Segment Open
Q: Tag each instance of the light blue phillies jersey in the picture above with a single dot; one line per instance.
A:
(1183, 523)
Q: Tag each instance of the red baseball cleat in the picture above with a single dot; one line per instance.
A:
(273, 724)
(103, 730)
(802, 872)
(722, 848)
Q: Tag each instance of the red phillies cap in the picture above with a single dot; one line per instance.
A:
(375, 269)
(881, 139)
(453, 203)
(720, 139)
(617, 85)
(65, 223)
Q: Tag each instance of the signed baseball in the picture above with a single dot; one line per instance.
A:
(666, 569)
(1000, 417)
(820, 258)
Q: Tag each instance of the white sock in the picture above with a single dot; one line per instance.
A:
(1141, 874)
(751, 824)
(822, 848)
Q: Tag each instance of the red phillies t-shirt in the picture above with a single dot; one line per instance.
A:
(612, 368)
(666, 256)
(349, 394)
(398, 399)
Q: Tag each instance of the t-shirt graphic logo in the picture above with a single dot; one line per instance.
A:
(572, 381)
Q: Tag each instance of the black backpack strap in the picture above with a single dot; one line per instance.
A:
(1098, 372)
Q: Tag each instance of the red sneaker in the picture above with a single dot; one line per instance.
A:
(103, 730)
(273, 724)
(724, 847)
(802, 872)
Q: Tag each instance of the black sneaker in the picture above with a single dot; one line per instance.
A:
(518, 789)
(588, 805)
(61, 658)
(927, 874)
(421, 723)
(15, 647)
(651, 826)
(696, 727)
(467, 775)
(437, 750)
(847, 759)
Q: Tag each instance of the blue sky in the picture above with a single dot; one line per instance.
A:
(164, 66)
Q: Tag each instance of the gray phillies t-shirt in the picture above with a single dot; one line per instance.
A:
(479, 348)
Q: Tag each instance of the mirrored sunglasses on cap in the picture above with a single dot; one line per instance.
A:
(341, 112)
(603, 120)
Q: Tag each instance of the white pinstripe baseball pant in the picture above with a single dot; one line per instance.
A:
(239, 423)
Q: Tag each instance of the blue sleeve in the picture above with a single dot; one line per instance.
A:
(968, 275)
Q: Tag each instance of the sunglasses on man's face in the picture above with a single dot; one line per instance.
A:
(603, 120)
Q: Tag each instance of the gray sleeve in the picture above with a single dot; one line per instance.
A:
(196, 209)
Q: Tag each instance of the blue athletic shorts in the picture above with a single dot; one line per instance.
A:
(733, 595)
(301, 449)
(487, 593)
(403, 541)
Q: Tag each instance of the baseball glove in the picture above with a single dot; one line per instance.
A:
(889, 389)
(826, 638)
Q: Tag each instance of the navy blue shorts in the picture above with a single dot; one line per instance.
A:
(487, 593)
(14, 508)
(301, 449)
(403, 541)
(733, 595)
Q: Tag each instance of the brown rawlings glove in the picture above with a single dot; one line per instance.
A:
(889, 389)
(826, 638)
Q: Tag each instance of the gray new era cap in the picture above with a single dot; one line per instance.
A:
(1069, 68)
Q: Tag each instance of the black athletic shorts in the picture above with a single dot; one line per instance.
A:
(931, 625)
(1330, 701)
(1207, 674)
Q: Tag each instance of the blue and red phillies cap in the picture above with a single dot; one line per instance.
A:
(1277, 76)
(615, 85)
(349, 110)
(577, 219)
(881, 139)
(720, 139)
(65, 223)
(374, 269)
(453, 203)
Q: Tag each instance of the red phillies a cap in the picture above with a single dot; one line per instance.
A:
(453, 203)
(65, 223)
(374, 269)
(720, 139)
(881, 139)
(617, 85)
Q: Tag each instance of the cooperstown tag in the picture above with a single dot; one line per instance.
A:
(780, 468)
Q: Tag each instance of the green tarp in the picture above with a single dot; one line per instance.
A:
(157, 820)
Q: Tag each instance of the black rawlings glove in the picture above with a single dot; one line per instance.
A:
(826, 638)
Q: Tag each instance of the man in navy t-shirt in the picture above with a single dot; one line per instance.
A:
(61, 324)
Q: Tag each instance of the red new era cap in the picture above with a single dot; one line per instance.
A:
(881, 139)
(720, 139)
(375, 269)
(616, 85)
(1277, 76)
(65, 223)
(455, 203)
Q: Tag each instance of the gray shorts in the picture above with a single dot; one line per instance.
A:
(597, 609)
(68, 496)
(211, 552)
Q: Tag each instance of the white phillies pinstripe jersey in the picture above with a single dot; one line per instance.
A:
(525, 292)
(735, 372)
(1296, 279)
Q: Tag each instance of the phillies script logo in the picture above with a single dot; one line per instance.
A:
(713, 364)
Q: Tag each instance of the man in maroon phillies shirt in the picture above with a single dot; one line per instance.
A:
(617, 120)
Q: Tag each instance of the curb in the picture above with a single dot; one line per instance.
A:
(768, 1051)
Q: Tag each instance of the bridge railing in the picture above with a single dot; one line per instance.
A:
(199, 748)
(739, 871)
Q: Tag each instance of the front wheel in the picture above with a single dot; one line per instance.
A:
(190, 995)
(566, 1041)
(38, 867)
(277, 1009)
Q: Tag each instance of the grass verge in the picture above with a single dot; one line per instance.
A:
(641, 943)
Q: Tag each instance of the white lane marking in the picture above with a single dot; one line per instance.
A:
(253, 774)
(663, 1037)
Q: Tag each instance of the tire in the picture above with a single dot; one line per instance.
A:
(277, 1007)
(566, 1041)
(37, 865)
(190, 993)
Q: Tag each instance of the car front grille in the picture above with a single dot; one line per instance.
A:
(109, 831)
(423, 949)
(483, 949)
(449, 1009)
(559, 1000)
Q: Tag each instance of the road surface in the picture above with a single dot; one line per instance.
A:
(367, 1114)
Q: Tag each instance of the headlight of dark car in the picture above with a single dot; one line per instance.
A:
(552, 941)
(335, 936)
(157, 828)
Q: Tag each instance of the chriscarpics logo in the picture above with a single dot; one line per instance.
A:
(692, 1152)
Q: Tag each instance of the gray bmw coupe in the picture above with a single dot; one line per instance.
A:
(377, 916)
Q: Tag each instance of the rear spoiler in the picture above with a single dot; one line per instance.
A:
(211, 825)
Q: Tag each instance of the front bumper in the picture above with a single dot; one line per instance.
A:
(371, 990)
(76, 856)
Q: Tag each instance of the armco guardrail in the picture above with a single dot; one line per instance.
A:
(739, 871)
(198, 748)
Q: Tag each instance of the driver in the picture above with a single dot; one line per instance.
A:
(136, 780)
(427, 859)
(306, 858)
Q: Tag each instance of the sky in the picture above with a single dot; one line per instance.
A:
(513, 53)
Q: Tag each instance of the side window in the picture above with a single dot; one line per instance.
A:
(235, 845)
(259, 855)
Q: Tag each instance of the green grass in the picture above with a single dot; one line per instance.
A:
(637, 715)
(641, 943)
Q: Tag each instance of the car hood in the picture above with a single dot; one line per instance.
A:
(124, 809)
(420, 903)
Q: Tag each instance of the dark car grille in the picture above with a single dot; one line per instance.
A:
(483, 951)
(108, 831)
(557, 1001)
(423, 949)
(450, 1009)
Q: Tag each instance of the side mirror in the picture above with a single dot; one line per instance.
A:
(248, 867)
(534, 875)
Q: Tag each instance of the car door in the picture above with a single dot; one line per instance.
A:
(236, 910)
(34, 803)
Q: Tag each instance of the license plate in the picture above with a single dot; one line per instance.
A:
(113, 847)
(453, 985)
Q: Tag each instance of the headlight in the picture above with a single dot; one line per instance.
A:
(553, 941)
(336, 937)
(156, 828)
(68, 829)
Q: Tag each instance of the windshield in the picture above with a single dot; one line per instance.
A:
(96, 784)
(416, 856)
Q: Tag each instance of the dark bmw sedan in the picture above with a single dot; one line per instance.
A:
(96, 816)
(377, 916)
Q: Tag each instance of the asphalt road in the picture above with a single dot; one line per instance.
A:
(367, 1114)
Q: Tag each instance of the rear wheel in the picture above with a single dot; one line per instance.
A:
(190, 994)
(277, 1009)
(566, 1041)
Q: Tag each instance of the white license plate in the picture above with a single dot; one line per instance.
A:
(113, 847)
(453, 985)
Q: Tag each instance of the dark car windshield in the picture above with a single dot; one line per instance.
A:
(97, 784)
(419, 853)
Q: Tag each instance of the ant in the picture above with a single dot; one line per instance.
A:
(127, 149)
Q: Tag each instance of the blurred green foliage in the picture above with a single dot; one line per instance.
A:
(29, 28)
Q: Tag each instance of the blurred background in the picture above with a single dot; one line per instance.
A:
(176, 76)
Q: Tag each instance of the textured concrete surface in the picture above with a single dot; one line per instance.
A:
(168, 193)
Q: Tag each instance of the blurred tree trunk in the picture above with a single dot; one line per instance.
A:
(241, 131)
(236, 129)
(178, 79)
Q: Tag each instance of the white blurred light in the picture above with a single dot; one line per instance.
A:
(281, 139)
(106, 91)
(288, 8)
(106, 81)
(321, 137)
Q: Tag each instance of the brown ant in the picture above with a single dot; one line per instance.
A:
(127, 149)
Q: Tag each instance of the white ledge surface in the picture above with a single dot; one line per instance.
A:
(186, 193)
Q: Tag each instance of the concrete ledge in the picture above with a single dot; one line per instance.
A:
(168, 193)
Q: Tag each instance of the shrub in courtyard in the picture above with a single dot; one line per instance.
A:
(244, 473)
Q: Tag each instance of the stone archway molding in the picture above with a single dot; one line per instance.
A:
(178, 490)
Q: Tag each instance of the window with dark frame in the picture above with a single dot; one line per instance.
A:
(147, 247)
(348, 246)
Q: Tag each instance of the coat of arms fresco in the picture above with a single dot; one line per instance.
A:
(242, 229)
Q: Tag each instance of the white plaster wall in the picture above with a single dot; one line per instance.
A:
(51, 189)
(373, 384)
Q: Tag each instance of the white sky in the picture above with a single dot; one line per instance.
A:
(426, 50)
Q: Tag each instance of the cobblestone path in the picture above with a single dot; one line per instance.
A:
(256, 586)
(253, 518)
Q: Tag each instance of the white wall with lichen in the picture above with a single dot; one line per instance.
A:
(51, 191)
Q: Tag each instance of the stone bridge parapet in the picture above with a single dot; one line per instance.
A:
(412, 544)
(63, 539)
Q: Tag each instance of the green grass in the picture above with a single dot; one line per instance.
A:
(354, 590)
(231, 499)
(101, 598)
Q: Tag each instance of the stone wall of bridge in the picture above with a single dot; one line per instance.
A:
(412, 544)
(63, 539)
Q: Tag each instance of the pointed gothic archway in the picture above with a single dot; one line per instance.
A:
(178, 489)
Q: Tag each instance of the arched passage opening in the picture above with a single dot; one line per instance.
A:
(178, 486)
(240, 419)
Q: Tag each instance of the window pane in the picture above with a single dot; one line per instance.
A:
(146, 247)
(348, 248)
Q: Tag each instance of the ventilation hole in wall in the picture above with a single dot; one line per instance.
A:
Segment Closed
→ **PROBLEM TO WORK ON**:
Copy out all lines above that include the string "sneaker".

→ **ANSWER SECTION**:
Q: Tag each instance of the red sneaker in the picture above with a single dot; one line per instance.
Q: Tag each instance of the black sneaker in the picture above with a single dot; one line per instance.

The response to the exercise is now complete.